Liacos, J.
In June, 1982, a Norfolk County grand jury indicted the defendant, Lawrence Goldman, for conspiracy to murder a former Boston police officer named John Glenn. When it became apparent that the Commonwealth would call Glenn as a witness at the defendant’s trial, defense counsel, Mr. Willie J. Davis, filed a motion in limine seeking a pretrial ruling on a question concerning the attorney-client privilege. Following a hearing, a Superior Court judge made certain findings of fact and ruled on the motion. She then reported to the Appeals Court four questions raised by the motion. See Mass. R. Crim. P. 34, 378 Mass. 905 (1979). This court allowed the defendant’s application for direct appellate review.
We summarize the facts as found by the judge. In January, 1982, Glenn made an unsuccessful attempt to murder an individual named Leo Shorter. The Commonwealth theorizes that the defendant, a codefendant in this case named John Miskel, and others hired Glenn to kill Shorter because Shorter had cheated the defendant in a drug deal. A Norfolk County grand jury indicted Glenn for assault with intent to murder Shorter. Shortly after his arraignment in January, 1982, Glenn met with Mr. Davis concerning the possibility of Mr. Davis’s representing Glenn. Glenn and Mr. Davis discussed the indictment; Glenn gave confidential information about the case to Mr. Davis. They reached no agreement, however, concerning Mr. Davis’s representation of Glenn, and Mr. Davis did not represent Glenn at his trial.
Following a trial in the Superior Court in Norfolk County, Glenn was convicted. His sentencing has been continued pending his testimony in the instant case. In this case, the Commonwealth alleges that, after Glenn’s unsuccessful attempt to kill
Shorter, the defendant conspired with Miskel to kill Glenn, and that Miskel unsuccessfully attempted to kill Glenn.
After Mr. Davis filed the motion in limine, the judge held an in camera hearing at which Mr. Davis testified as to the substance of his conversation with Glenn.
Based on the testimony and exhibits, the judge found that in March, 1983, after his conviction, Glenn began to cooperate with the Commonwealth concerning his association with Miskel, the defendant, and others. Glenn gave statements relative to the attempt on the life of Shorter to officers of the Quincy police department. These statements were recorded, and, later, a transcription of them was made available to Mr. Davis as counsel for the defendant. The statements Glenn made to Mr. Davis are “diametrically opposed” to those which Glenn gave to Quincy police officers. Glenn is a key prosecution witness, and his credibility will be a central issue in the upcoming trial. Glenn’s statements to Mr. Davis could be viewed by a reasonable juror as seriously damaging Glenn’s credibility if he should testify in accordance with his taped statements. Glenn invokes the attorney-client privilege with respect to his conversation with Mr. Davis and refuses to waive it. Glenn has indicated his continuing intention not to waive the privilege.

_TASKS AND EXERCISES_.
**1)** Repeat, word for word, everything in the court opinion from "We summarize the" down to "at his trial.".
**2)** According to the court opinion, what offense was Glenn indicted for by a Norfolk County grand jury?
The lines that follow have no connection to the court opinion.

_AVAILABLE DATA_.
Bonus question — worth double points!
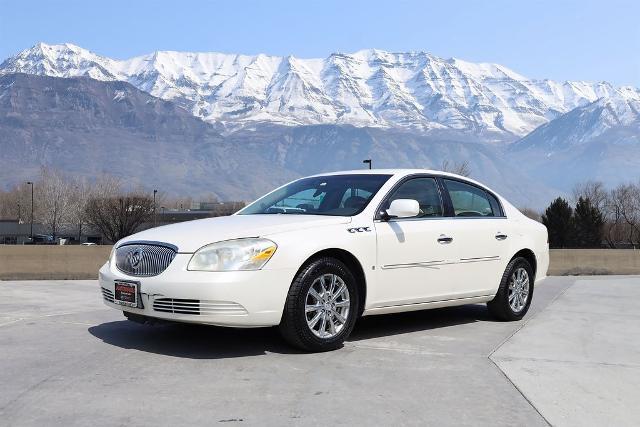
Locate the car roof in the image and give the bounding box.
[311,169,475,182]
[308,169,496,194]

_IN RESPONSE_.
**1)**
We summarize the facts as found by the judge. In January, 1982, Glenn made an unsuccessful attempt to murder an individual named Leo Shorter. The Commonwealth theorizes that the defendant, a codefendant in this case named John Miskel, and others hired Glenn to kill Shorter because Shorter had cheated the defendant in a drug deal. A Norfolk County grand jury indicted Glenn for assault with intent to murder Shorter. Shortly after his arraignment in January, 1982, Glenn met with Mr. Davis concerning the possibility of Mr. Davis’s representing Glenn. Glenn and Mr. Davis discussed the indictment; Glenn gave confidential information about the case to Mr. Davis. They reached no agreement, however, concerning Mr. Davis’s representation of Glenn, and Mr. Davis did not represent Glenn at his trial.

**2)** Assault with intent to murder Leo Shorter.